*What is being asked:*
Please return every record exactly, with no pictures included.
-------
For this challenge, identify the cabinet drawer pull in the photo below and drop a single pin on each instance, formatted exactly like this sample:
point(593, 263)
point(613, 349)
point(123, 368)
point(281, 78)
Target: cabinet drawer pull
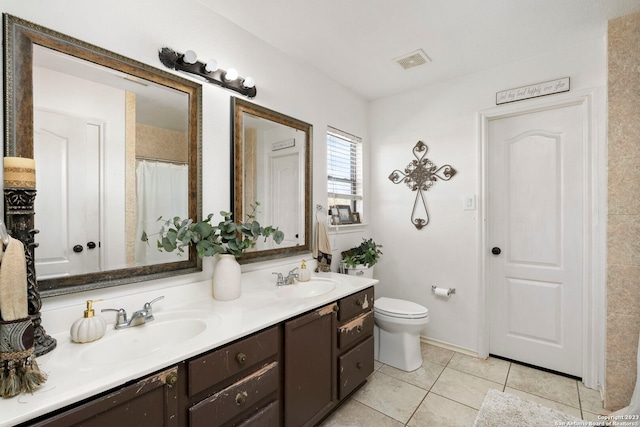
point(171, 379)
point(241, 358)
point(241, 398)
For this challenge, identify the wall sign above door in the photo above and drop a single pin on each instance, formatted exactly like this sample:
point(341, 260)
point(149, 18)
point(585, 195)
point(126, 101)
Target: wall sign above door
point(419, 175)
point(533, 91)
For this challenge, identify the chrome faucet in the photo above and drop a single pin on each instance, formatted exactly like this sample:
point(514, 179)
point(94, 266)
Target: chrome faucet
point(289, 280)
point(139, 317)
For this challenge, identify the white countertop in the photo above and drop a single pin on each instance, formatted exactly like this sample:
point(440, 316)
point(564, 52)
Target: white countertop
point(77, 371)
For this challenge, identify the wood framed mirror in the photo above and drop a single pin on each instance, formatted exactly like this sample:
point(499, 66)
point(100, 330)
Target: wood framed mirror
point(272, 166)
point(125, 114)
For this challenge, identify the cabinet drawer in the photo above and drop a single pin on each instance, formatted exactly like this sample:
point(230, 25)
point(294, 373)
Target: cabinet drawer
point(355, 304)
point(354, 367)
point(355, 330)
point(210, 369)
point(246, 395)
point(265, 417)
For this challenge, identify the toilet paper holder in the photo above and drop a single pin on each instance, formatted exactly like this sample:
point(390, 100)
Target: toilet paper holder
point(449, 291)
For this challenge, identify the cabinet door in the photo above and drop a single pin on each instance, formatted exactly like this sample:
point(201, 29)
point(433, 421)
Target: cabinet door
point(149, 402)
point(310, 366)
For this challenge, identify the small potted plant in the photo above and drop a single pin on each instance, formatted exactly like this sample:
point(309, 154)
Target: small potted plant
point(228, 240)
point(360, 260)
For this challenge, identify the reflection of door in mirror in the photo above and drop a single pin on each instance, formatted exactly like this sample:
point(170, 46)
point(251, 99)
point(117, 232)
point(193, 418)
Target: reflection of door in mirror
point(94, 176)
point(273, 157)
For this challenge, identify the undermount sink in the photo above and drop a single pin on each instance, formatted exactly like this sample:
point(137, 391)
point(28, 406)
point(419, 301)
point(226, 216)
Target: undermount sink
point(313, 288)
point(167, 330)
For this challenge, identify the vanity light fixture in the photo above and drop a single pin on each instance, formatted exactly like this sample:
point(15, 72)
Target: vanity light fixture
point(209, 71)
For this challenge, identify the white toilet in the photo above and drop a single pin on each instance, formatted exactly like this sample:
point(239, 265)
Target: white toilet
point(398, 324)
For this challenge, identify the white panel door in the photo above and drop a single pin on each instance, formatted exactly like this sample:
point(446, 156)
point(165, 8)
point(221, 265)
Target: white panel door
point(535, 220)
point(66, 210)
point(285, 196)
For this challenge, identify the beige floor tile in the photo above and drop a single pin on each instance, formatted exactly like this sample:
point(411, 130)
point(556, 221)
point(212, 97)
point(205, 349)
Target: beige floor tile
point(588, 416)
point(435, 354)
point(491, 369)
point(438, 411)
point(546, 402)
point(544, 384)
point(390, 396)
point(354, 414)
point(590, 400)
point(463, 388)
point(423, 377)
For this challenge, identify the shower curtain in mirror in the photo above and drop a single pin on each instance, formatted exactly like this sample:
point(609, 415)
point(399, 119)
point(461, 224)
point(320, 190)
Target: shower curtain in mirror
point(161, 190)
-------
*Exercise solution:*
For this challenge, identify the cabinet drawer pull in the photo below and drop a single pin on each instance, formatted exactly like this sample:
point(593, 263)
point(613, 349)
point(123, 368)
point(281, 78)
Target: cabinet drawer pull
point(171, 379)
point(241, 358)
point(241, 398)
For this challenge, identify the wall sign above door in the photo above and drop a single pin on each instance, formatted exactly like this sample:
point(341, 260)
point(149, 18)
point(585, 195)
point(126, 101)
Target: wall sign above door
point(419, 175)
point(533, 91)
For this challenge, identify the chrome faucet in the photo above and drop a single pin on each instance, formatted exactly like this sample:
point(514, 179)
point(94, 266)
Target: chrome faucet
point(289, 280)
point(139, 317)
For this challenge, identify the white countertop in the photo above and drop a single pin on each instance, formatted exactly like this sample:
point(440, 316)
point(564, 52)
Target: white countertop
point(77, 371)
For this challenge, identify the wood framed mirror in the photo above and drop a single pin on each instance, formatted exactly like this sample:
point(499, 66)
point(100, 330)
Target: wood framed mirror
point(272, 166)
point(125, 114)
For this challenge, identify the cabinet drawer in the photo above and drop a single pin on each instance, formatted exactly like this sample:
point(230, 25)
point(294, 373)
Target: cabinet drawer
point(355, 304)
point(354, 367)
point(355, 330)
point(210, 369)
point(246, 395)
point(265, 417)
For this challenge, identify the toilet paper holder in the photo above and drop a single pin on each instance, formatted exactly like this sample:
point(390, 100)
Target: toilet paper holder
point(449, 291)
For this challenge, identify the cabinet door in the photo above and drop a single pin on each instance, formatted exactly like this sample:
point(201, 29)
point(433, 421)
Target: cabinet door
point(149, 402)
point(310, 366)
For this challenge, identify the small potted plant in the photo above and drop a single pin on each instance, formatted exactly like this sample:
point(309, 154)
Target: small potted plant
point(228, 240)
point(360, 260)
For this challenge, identify the reflection of door in mirror in the photo above and drop a single pin on each instance, formatted exactly like this sample:
point(170, 46)
point(251, 99)
point(117, 232)
point(193, 418)
Target: reflection of door in mirror
point(94, 176)
point(273, 157)
For this challenge, identify the undermount sink in the photo above and drop a single pin on each instance, formatted exactly like this sample:
point(137, 391)
point(28, 406)
point(419, 301)
point(226, 216)
Target: undermount sink
point(313, 288)
point(167, 330)
For this challenge, identify the vanity light fixture in the photo above and drop a single pin on each instance, formatted exactly like this sample:
point(15, 72)
Target: vanity light fixture
point(209, 71)
For this challenge, identify the white toilet in the photo above and drop a single pin on each instance, formatted exactly like this sample:
point(239, 265)
Target: white toilet
point(398, 324)
For this challenge, identify the white panel door in the photo above and drop a single pin on each instance, formatted exactly like this sample:
point(446, 156)
point(165, 8)
point(221, 265)
Target: white panel door
point(535, 220)
point(66, 210)
point(285, 196)
For this challenge, identify the beige floor tile in the photo above and drop a single pin on each instance, formatted exactly like this sample:
point(411, 130)
point(556, 221)
point(212, 97)
point(205, 349)
Target: beige floor tile
point(588, 416)
point(435, 354)
point(491, 369)
point(438, 411)
point(546, 402)
point(544, 384)
point(390, 396)
point(354, 414)
point(590, 400)
point(463, 388)
point(423, 377)
For this challenge, identify the shower curtain in mirror in the photo above and drop a single pin on each instance, formatted exactly like this sample:
point(609, 415)
point(399, 119)
point(461, 224)
point(320, 190)
Target: shower curtain in mirror
point(161, 190)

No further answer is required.